* **Material for this exercise**
================

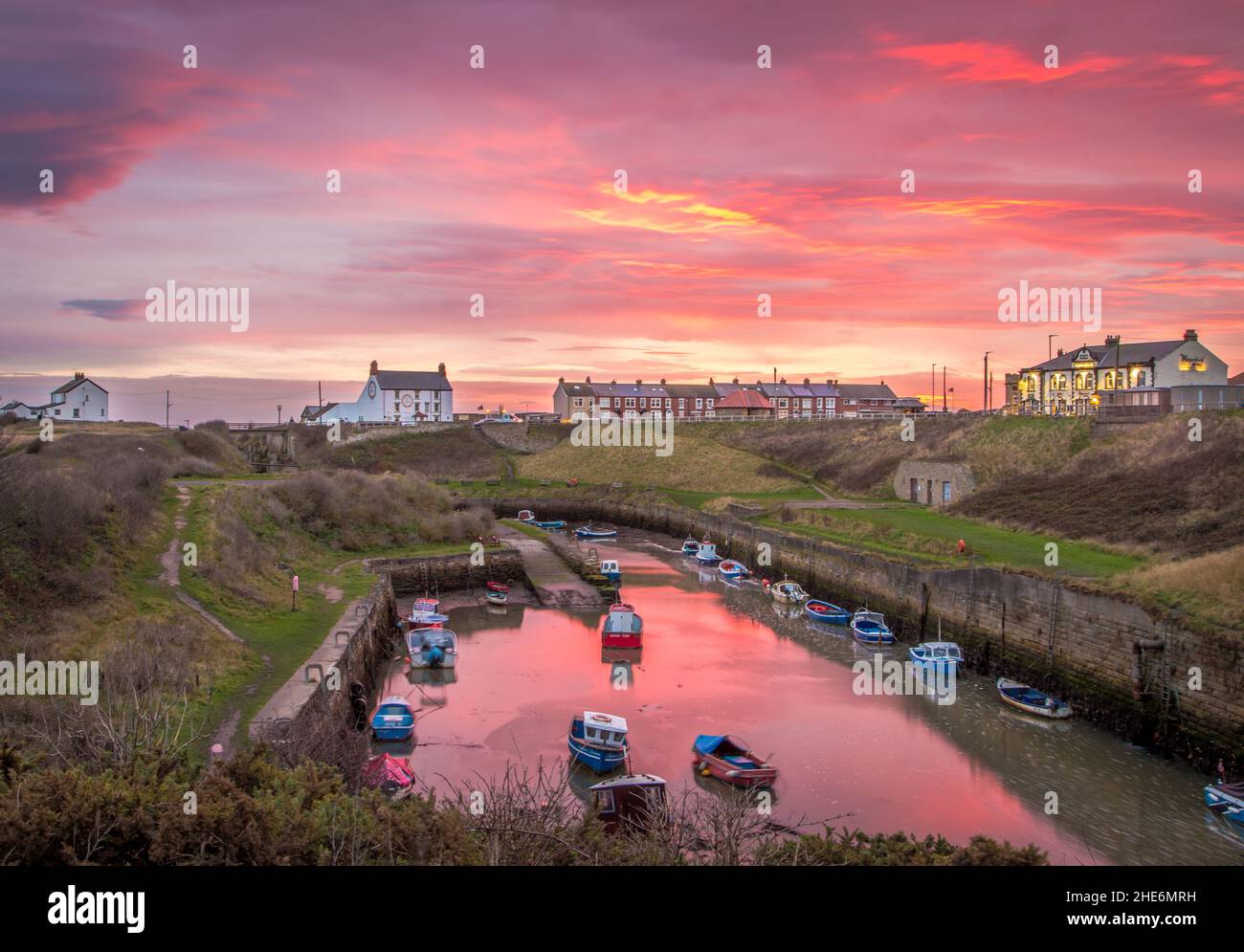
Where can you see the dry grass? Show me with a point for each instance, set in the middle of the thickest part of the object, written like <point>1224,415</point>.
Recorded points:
<point>1211,587</point>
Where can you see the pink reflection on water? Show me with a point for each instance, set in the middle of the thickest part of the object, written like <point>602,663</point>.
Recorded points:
<point>707,670</point>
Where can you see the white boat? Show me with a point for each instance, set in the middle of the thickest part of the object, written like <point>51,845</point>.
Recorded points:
<point>937,653</point>
<point>707,553</point>
<point>432,647</point>
<point>788,592</point>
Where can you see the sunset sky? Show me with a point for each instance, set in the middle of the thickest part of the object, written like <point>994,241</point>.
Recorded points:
<point>500,181</point>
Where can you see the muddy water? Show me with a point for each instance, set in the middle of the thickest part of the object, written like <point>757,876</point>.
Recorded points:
<point>721,659</point>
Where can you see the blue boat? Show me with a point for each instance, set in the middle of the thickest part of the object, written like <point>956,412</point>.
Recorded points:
<point>598,741</point>
<point>393,720</point>
<point>1031,700</point>
<point>826,612</point>
<point>596,532</point>
<point>1227,800</point>
<point>870,628</point>
<point>707,554</point>
<point>937,653</point>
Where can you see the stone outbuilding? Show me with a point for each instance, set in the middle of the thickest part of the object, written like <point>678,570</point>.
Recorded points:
<point>933,482</point>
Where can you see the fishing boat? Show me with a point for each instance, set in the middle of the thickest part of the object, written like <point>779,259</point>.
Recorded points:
<point>1227,800</point>
<point>870,628</point>
<point>825,611</point>
<point>596,532</point>
<point>729,760</point>
<point>707,553</point>
<point>426,613</point>
<point>788,592</point>
<point>937,653</point>
<point>1031,700</point>
<point>389,775</point>
<point>432,647</point>
<point>393,720</point>
<point>598,741</point>
<point>622,628</point>
<point>630,800</point>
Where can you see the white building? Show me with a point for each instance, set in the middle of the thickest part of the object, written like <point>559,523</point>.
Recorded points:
<point>79,398</point>
<point>397,397</point>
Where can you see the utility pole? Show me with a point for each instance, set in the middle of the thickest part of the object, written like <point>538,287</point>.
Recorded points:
<point>986,406</point>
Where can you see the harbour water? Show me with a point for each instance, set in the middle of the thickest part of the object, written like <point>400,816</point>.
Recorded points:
<point>722,659</point>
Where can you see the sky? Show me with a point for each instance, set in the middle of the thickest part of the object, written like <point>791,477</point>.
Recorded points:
<point>886,174</point>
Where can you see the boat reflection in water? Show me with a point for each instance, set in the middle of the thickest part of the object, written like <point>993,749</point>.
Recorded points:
<point>717,659</point>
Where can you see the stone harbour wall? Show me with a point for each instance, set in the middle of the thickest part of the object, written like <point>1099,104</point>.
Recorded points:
<point>1057,634</point>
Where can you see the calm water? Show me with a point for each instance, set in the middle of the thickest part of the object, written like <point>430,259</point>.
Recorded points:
<point>718,659</point>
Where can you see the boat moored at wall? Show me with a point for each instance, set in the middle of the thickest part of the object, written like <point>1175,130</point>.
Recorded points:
<point>598,741</point>
<point>1031,700</point>
<point>432,647</point>
<point>870,628</point>
<point>393,720</point>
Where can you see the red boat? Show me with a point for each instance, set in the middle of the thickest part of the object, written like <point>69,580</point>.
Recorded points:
<point>729,760</point>
<point>622,629</point>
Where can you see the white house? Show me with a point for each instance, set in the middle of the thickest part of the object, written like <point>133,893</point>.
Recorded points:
<point>397,397</point>
<point>79,398</point>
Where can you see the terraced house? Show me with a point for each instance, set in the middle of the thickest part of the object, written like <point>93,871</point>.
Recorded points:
<point>1164,375</point>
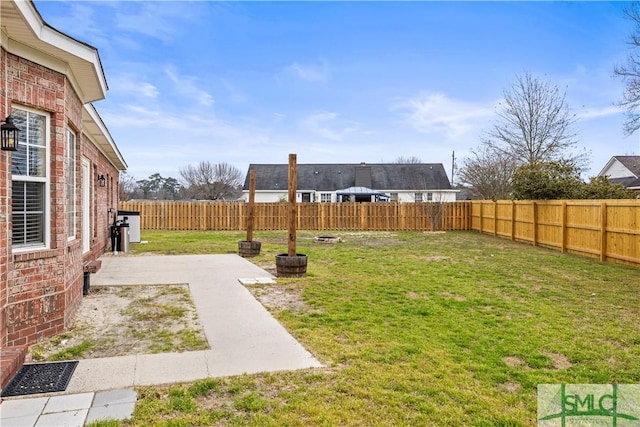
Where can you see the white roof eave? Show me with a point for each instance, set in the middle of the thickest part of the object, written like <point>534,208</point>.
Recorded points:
<point>83,61</point>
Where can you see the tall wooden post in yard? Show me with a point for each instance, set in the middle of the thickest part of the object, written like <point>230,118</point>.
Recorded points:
<point>293,185</point>
<point>249,248</point>
<point>252,203</point>
<point>292,264</point>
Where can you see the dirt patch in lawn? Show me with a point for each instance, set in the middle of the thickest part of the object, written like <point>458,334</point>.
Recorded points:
<point>560,361</point>
<point>125,320</point>
<point>280,297</point>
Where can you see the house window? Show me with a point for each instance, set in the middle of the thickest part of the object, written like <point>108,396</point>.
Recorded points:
<point>30,175</point>
<point>71,184</point>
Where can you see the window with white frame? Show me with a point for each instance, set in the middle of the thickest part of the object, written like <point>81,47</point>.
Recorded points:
<point>30,175</point>
<point>71,185</point>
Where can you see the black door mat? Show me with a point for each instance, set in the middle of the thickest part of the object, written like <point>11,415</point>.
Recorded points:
<point>40,378</point>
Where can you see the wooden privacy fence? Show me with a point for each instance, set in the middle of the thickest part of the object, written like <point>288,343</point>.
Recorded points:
<point>170,215</point>
<point>605,229</point>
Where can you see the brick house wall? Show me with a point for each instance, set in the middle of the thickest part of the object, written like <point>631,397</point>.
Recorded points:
<point>44,288</point>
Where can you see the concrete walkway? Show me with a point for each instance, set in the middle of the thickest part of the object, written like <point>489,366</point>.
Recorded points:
<point>243,336</point>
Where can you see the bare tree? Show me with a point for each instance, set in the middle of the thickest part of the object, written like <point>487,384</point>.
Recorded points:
<point>411,159</point>
<point>212,181</point>
<point>127,187</point>
<point>630,74</point>
<point>534,124</point>
<point>488,173</point>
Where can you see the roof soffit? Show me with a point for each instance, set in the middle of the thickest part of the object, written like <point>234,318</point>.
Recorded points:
<point>27,35</point>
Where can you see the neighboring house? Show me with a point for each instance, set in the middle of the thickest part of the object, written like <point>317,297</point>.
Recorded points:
<point>59,190</point>
<point>623,170</point>
<point>382,182</point>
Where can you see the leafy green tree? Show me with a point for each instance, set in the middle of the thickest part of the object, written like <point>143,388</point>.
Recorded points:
<point>548,181</point>
<point>487,174</point>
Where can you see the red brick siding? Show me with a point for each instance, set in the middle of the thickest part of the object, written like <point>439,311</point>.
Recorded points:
<point>40,291</point>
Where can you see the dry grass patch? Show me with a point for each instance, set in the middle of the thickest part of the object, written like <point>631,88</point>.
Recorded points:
<point>123,320</point>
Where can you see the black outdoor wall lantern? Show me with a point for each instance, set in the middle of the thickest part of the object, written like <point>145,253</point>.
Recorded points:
<point>9,135</point>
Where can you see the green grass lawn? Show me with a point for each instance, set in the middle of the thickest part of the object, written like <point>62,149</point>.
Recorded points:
<point>453,329</point>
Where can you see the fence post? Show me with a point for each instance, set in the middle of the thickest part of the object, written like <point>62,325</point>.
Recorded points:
<point>513,220</point>
<point>495,218</point>
<point>535,223</point>
<point>603,231</point>
<point>563,244</point>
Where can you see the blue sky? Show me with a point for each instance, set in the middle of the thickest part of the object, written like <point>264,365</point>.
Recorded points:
<point>250,82</point>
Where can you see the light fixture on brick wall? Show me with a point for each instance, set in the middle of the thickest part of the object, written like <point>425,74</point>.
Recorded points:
<point>9,135</point>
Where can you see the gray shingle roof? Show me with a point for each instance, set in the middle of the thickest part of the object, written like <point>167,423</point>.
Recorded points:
<point>334,176</point>
<point>632,163</point>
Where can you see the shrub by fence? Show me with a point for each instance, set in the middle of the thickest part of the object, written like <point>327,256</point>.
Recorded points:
<point>605,229</point>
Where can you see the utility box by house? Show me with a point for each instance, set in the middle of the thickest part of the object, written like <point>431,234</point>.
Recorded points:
<point>133,219</point>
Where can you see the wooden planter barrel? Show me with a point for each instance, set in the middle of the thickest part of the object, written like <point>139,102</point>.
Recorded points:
<point>291,266</point>
<point>248,249</point>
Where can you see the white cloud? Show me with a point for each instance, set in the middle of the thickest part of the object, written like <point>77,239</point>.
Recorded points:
<point>130,85</point>
<point>308,72</point>
<point>148,19</point>
<point>328,125</point>
<point>186,85</point>
<point>437,113</point>
<point>598,112</point>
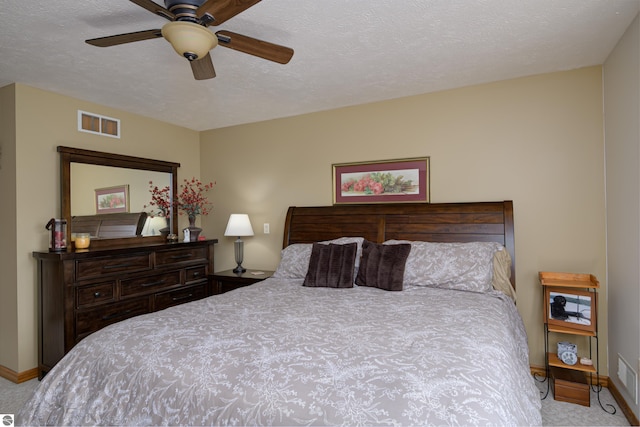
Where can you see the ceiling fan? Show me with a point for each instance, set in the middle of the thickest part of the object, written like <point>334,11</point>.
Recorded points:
<point>188,34</point>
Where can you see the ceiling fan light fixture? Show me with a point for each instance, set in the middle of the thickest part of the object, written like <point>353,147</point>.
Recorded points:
<point>188,39</point>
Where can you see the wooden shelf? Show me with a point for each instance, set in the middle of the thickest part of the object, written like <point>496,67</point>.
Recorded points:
<point>568,280</point>
<point>555,361</point>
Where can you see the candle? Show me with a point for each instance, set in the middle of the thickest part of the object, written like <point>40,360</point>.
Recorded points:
<point>82,240</point>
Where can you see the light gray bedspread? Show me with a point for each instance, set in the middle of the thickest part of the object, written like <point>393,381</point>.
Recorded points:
<point>278,353</point>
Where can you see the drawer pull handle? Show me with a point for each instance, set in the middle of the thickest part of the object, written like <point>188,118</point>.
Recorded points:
<point>109,267</point>
<point>157,282</point>
<point>115,315</point>
<point>182,297</point>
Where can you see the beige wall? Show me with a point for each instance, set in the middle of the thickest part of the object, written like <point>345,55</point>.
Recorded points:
<point>8,278</point>
<point>535,140</point>
<point>622,142</point>
<point>45,120</point>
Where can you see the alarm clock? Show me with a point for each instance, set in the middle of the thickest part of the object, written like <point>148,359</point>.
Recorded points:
<point>568,352</point>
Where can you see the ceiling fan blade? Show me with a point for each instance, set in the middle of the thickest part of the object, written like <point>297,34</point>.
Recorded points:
<point>255,47</point>
<point>221,10</point>
<point>125,38</point>
<point>155,8</point>
<point>203,68</point>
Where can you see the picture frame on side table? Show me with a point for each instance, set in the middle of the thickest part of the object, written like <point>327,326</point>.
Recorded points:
<point>112,199</point>
<point>382,181</point>
<point>571,308</point>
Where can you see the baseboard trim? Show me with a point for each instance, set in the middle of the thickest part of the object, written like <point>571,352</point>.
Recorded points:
<point>626,409</point>
<point>18,377</point>
<point>539,371</point>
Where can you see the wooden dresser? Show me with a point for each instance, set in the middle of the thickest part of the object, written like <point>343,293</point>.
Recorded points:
<point>81,292</point>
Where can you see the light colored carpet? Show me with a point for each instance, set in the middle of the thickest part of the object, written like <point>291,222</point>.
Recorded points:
<point>554,413</point>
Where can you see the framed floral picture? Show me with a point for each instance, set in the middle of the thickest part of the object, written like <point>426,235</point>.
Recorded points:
<point>382,181</point>
<point>112,199</point>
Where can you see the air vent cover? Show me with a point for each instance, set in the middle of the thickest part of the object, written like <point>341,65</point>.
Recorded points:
<point>97,124</point>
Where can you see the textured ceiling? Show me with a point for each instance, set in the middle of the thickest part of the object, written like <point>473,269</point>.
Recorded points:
<point>347,52</point>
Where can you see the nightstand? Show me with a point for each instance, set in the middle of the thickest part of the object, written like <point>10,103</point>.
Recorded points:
<point>225,281</point>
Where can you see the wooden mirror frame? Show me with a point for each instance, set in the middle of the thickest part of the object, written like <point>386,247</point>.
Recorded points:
<point>70,155</point>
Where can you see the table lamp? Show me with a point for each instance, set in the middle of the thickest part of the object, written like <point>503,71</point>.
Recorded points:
<point>239,225</point>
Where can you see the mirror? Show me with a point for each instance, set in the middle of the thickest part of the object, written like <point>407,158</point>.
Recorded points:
<point>100,171</point>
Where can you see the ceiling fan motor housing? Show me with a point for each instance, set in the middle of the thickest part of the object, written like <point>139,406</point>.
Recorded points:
<point>184,10</point>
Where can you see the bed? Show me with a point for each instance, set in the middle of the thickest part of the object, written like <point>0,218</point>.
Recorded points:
<point>294,349</point>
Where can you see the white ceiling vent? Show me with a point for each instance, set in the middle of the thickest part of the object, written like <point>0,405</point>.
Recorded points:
<point>97,124</point>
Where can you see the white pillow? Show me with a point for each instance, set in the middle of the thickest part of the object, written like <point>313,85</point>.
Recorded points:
<point>461,266</point>
<point>294,259</point>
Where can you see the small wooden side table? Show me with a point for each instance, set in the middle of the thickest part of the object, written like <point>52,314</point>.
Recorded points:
<point>225,281</point>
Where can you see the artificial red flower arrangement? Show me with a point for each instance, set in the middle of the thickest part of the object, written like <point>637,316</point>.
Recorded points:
<point>191,199</point>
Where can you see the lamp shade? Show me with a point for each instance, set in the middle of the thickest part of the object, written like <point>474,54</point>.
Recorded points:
<point>239,225</point>
<point>190,40</point>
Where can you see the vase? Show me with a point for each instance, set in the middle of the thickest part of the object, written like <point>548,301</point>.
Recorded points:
<point>164,231</point>
<point>194,231</point>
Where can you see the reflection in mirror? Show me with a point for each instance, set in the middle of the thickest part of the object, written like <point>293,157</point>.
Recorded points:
<point>86,179</point>
<point>105,194</point>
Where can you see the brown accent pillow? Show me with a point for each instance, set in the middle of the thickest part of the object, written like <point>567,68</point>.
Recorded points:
<point>331,266</point>
<point>382,266</point>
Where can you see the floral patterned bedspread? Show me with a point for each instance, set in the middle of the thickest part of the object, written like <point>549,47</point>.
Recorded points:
<point>278,353</point>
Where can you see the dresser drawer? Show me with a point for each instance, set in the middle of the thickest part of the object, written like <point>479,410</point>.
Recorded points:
<point>98,267</point>
<point>149,284</point>
<point>183,255</point>
<point>196,273</point>
<point>95,294</point>
<point>91,320</point>
<point>179,296</point>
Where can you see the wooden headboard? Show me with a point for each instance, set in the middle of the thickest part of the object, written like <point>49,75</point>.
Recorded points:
<point>431,222</point>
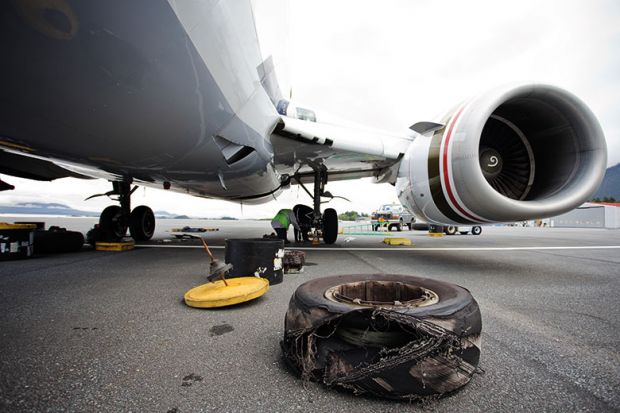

================

* **To do**
Put down exactly the lines of the data above that run from its first line through the line bearing "Where can you see the fishing", and no pictures.

* **Output of the task**
Where can you see the dry grass? Show me with a point for each instance, set in the middle of the thickest part of the object, written like <point>1224,415</point>.
Recorded points:
<point>1211,587</point>
Where can you see the pink reflection on water? Show me with a point for each instance, set in the middle of the thickest part of the object, written like <point>602,663</point>.
Recorded points:
<point>707,670</point>
Where can you see the white boat? Show me with a point for each instance, set in the middle of the thickest part of the object, written like <point>51,845</point>.
Recorded points:
<point>937,653</point>
<point>707,553</point>
<point>432,647</point>
<point>788,592</point>
Where can you see the sunset sky? Show me with a point for each instance, set in the middle of the thickest part of the object, written like <point>994,241</point>.
Recorded points:
<point>500,181</point>
Where can you see the muddy water? Show me with a point for each instance, set in the middle of the thickest part of the object, written like <point>757,876</point>.
Recorded points:
<point>721,659</point>
Where can you see the blue boat? Show me with a point for each instance, set in the middle of the thickest part of the object, written like <point>956,412</point>.
Recorded points:
<point>598,741</point>
<point>393,720</point>
<point>1031,700</point>
<point>826,612</point>
<point>596,532</point>
<point>1227,800</point>
<point>870,628</point>
<point>707,554</point>
<point>937,653</point>
Where can you see the stone outbuilding? Show me with a point for each instance, set in the middle of the thickest part of the object, written like <point>678,570</point>.
Recorded points:
<point>933,482</point>
Where can you see the fishing boat? Show me with a point for each instance, set in the middle of the thickest part of the object, written like <point>779,259</point>.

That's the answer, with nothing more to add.